(Records of labeled points)
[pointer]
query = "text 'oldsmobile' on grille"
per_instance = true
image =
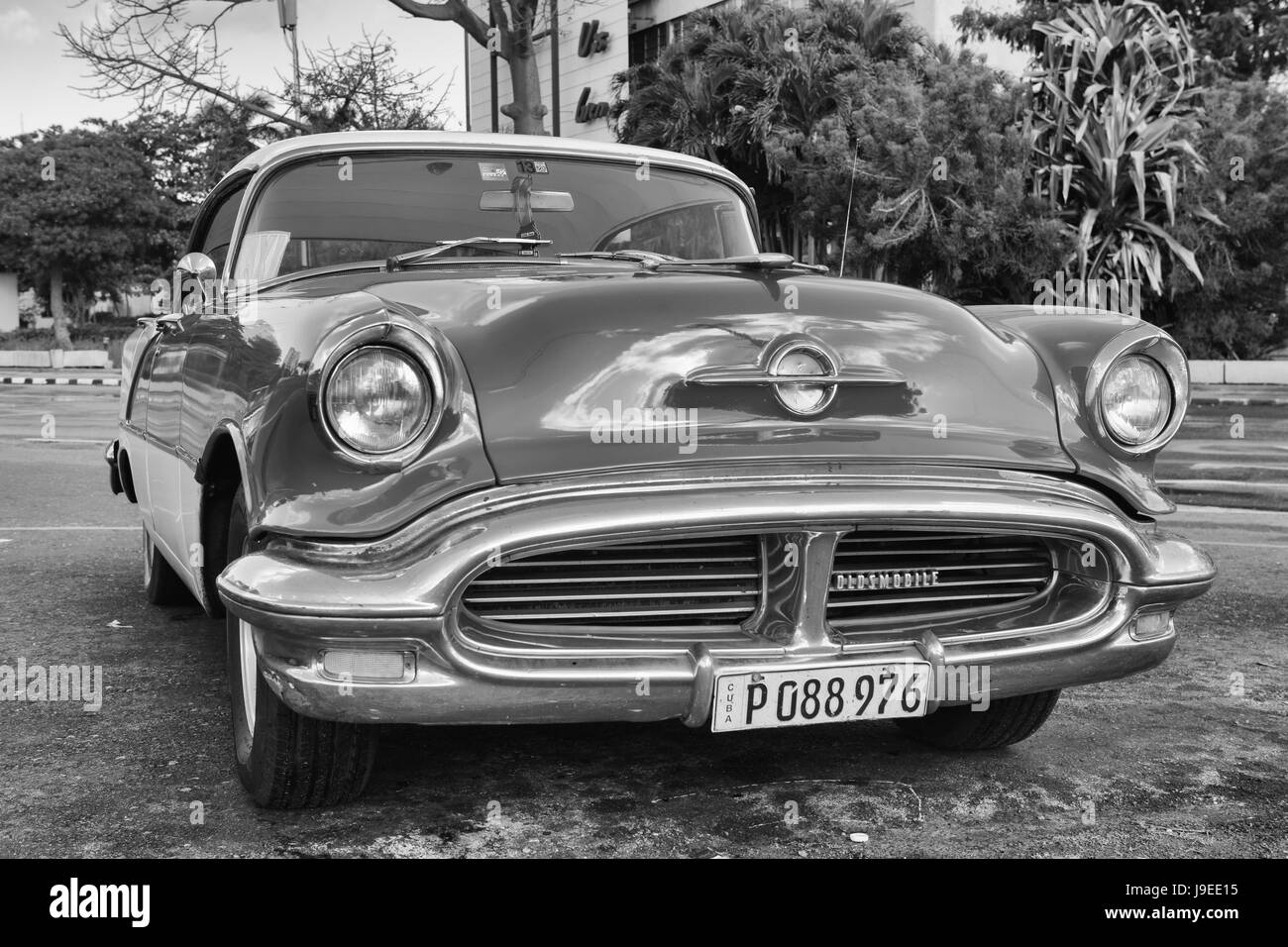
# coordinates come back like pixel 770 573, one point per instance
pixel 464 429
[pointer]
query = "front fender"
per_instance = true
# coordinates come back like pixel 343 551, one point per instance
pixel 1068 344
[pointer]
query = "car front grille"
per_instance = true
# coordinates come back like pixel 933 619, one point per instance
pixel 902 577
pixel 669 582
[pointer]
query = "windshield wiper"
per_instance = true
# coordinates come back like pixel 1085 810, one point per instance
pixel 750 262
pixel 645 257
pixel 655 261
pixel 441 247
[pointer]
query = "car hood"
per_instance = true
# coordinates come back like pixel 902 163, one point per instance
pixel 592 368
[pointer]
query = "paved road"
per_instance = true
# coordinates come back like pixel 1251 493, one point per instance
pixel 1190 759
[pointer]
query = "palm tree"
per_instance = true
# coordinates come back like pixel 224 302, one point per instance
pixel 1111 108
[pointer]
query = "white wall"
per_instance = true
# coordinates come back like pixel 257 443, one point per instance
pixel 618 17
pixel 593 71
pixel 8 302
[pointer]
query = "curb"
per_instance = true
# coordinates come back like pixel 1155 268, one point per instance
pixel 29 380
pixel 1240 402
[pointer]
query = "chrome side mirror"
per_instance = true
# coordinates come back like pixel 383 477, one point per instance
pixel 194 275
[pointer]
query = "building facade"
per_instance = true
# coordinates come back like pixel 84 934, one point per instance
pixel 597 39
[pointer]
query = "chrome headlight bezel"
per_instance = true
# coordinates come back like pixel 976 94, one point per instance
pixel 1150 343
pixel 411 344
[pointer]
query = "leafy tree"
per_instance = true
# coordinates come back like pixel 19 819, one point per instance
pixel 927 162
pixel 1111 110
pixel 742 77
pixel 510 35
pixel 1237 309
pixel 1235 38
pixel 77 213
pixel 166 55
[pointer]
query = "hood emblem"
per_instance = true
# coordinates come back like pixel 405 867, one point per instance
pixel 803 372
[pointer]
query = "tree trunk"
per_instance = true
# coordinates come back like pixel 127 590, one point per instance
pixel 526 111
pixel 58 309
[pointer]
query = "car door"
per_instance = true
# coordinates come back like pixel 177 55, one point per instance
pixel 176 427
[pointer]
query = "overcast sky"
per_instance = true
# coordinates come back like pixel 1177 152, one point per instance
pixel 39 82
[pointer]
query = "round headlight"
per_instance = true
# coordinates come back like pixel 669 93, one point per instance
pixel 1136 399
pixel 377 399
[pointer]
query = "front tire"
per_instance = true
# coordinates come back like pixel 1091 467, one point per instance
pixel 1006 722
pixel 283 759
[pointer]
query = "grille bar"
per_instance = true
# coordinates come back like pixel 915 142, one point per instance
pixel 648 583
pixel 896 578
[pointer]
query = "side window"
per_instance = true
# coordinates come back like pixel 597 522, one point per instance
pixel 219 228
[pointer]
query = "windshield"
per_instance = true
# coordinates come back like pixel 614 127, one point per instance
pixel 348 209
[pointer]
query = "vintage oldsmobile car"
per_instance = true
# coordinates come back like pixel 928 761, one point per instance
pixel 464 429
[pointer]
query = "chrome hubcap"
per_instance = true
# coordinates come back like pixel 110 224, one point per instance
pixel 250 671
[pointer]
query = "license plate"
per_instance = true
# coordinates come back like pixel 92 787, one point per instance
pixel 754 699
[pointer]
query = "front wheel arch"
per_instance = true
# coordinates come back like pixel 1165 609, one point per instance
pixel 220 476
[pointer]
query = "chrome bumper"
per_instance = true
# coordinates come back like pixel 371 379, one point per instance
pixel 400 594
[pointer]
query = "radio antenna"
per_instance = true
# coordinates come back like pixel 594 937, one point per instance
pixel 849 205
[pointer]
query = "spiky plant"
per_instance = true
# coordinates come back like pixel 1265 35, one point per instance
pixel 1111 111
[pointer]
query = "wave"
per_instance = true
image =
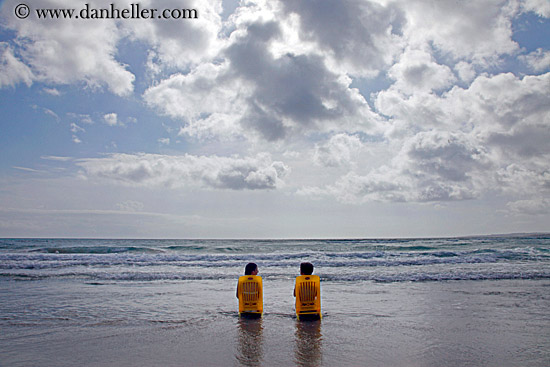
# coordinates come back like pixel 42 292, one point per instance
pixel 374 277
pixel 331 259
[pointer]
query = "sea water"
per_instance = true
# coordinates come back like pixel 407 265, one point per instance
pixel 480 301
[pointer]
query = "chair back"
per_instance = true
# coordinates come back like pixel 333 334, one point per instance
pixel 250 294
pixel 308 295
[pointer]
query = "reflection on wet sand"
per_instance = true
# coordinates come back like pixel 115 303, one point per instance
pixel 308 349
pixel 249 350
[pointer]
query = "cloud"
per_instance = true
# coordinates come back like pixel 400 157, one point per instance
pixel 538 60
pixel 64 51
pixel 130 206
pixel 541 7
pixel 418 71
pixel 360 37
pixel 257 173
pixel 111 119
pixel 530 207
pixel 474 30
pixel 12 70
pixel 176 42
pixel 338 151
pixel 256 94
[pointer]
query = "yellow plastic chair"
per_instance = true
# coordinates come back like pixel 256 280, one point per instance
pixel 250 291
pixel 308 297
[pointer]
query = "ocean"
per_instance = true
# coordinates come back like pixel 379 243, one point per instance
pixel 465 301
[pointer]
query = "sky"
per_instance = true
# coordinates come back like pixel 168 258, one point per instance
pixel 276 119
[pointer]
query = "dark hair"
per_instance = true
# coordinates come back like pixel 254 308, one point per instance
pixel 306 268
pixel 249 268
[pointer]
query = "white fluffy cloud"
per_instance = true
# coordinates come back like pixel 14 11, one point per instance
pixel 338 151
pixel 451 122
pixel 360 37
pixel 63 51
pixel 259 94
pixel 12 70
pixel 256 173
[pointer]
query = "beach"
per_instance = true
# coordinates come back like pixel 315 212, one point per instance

▶ [Given problem]:
Copy all of the records above word for word, leaving the pictures out.

▶ [Result of the exercise]:
[pointer]
query = "text 'oldsmobile' on grille"
per_instance = true
image =
# coordinates come back like pixel 770 573, one point per instance
pixel 464 429
[pointer]
query = "front fender"
per_instance = true
# coordinates come back like pixel 343 551, one point per instance
pixel 1068 344
[pointer]
query = "car front grille"
per_instance = true
# coordinates come back like pixel 933 619, one point per instance
pixel 902 577
pixel 669 582
[pointer]
query = "windshield wiper"
per_instance = true
# coordinates come back like pixel 1085 810, one point per instance
pixel 750 262
pixel 645 257
pixel 655 261
pixel 441 247
[pointer]
query = "car hood"
per_instance = true
# coordinates come back like pixel 902 163, one point per instance
pixel 592 368
[pointer]
query = "paved road"
per_instance = true
# coordinates come back like pixel 1251 493, one point per instance
pixel 1190 759
[pointer]
query = "palm tree"
per_instance = true
# coordinates come back like pixel 224 302, one point per instance
pixel 1111 108
[pointer]
query = "white wall"
per_instance = true
# coordinates come back like pixel 257 443, one point per instance
pixel 618 17
pixel 593 71
pixel 8 302
[pointer]
query = "curb"
per_instance = true
# coordinates come back like pixel 1155 268, one point per instance
pixel 29 380
pixel 1240 402
[pointer]
query = "chrome side mirror"
per_instance = true
# coordinates come back like pixel 383 477, one point per instance
pixel 194 275
[pointer]
query = "building facade"
per_instance = true
# coordinates come back like pixel 84 934, one point per instance
pixel 597 39
[pointer]
query = "chrome headlight bezel"
per_instance = true
# coordinates come back like pixel 976 94, one point per instance
pixel 1150 343
pixel 411 344
[pointer]
query = "leafy tree"
per_instance = true
# coordinates come back like pixel 19 819, one point per instance
pixel 927 162
pixel 1111 110
pixel 742 77
pixel 510 35
pixel 1237 309
pixel 1235 38
pixel 77 213
pixel 166 55
[pointer]
query = "hood emblem"
per_instance = true
# coordinates come back like pixel 405 867, one point per instance
pixel 803 372
[pointer]
query = "tree trunk"
per_instance = true
# coordinates come back like pixel 127 590, one point per instance
pixel 526 111
pixel 58 309
[pointer]
query = "car door"
per_instance = true
# coordinates come back like pixel 177 55, one point per instance
pixel 176 427
[pointer]
query = "overcast sky"
per_instance = true
# coordinates come back like pixel 1177 152, one point per instance
pixel 39 82
[pointer]
query = "round headlight"
per_instance = true
# coordinates come back like pixel 669 93, one point per instance
pixel 1136 399
pixel 377 399
[pointer]
query = "front tire"
per_instance = true
# coordinates come back like pixel 1091 467, one point per instance
pixel 1006 722
pixel 283 759
[pointer]
query = "grille bar"
per_instance = true
# coordinates come back like pixel 915 142, one point per instance
pixel 648 583
pixel 896 578
[pointer]
query = "side window"
per_instance = true
# coordinates come back like pixel 597 522, one point per instance
pixel 219 228
[pointer]
query = "windshield"
per_instance = true
# coordinates come back like pixel 614 127, one point per instance
pixel 348 209
[pointer]
query = "vintage oldsmobile car"
per_instance = true
# coordinates come back like pixel 928 761, one point per instance
pixel 464 429
[pointer]
query = "chrome hubcap"
per_instance = true
# coordinates come back like pixel 110 224, one point per instance
pixel 250 671
[pointer]
query = "license plate"
per_instance = true
# coordinates come back like pixel 92 787, one point per instance
pixel 754 699
[pointer]
query = "front wheel arch"
per_instance = true
# coordinates come back like pixel 1165 609, one point per instance
pixel 220 476
[pointer]
query = "chrome bumper"
per_instance = true
# coordinates come back like pixel 371 379, one point per instance
pixel 400 594
[pointer]
query = "radio antenna"
per_instance = true
# coordinates come back like pixel 594 937, one point per instance
pixel 849 205
[pointer]
query = "spiky plant"
per_instance = true
# coordinates come back like pixel 1265 35, one point per instance
pixel 1111 111
[pointer]
query = "wave"
per_instance = true
image =
# coordinates come back like pixel 42 292, one point per instance
pixel 374 277
pixel 331 259
[pointer]
query = "sea water"
per_instance = true
# coordinates come back like pixel 407 265, one point per instance
pixel 480 301
[pointer]
query = "chair back"
per_instance = true
# coordinates come back like pixel 333 334, one point per instance
pixel 250 294
pixel 308 295
[pointer]
query = "reflection on wet sand"
per_instance = true
# coordinates come back like pixel 115 303, one point per instance
pixel 308 349
pixel 249 350
[pointer]
query = "cloud"
per_instance = true
# coordinates come back like pixel 400 157, one point per instance
pixel 538 60
pixel 64 51
pixel 130 206
pixel 541 7
pixel 418 71
pixel 360 37
pixel 257 173
pixel 111 119
pixel 530 207
pixel 474 30
pixel 12 70
pixel 176 42
pixel 338 151
pixel 256 94
[pointer]
query = "yellow plastic chair"
per_instance = true
# coordinates come back like pixel 256 280, one point per instance
pixel 250 291
pixel 308 297
[pointer]
query = "ocean"
per_instance = true
# coordinates come back like pixel 379 243, one point per instance
pixel 465 301
[pointer]
query = "sky"
per_instance = true
# coordinates come back like pixel 168 258, one point per instance
pixel 276 119
[pointer]
query = "dark hair"
per_instance = true
# coordinates come back like pixel 254 308, one point per instance
pixel 306 268
pixel 249 268
[pointer]
query = "white fluffy cloud"
per_instance = true
# coordinates come back like pixel 14 11, one point per instance
pixel 338 151
pixel 451 122
pixel 360 37
pixel 63 51
pixel 259 94
pixel 12 70
pixel 256 173
[pointer]
query = "beach"
per_instance = true
# coordinates come back like pixel 315 212, one point per instance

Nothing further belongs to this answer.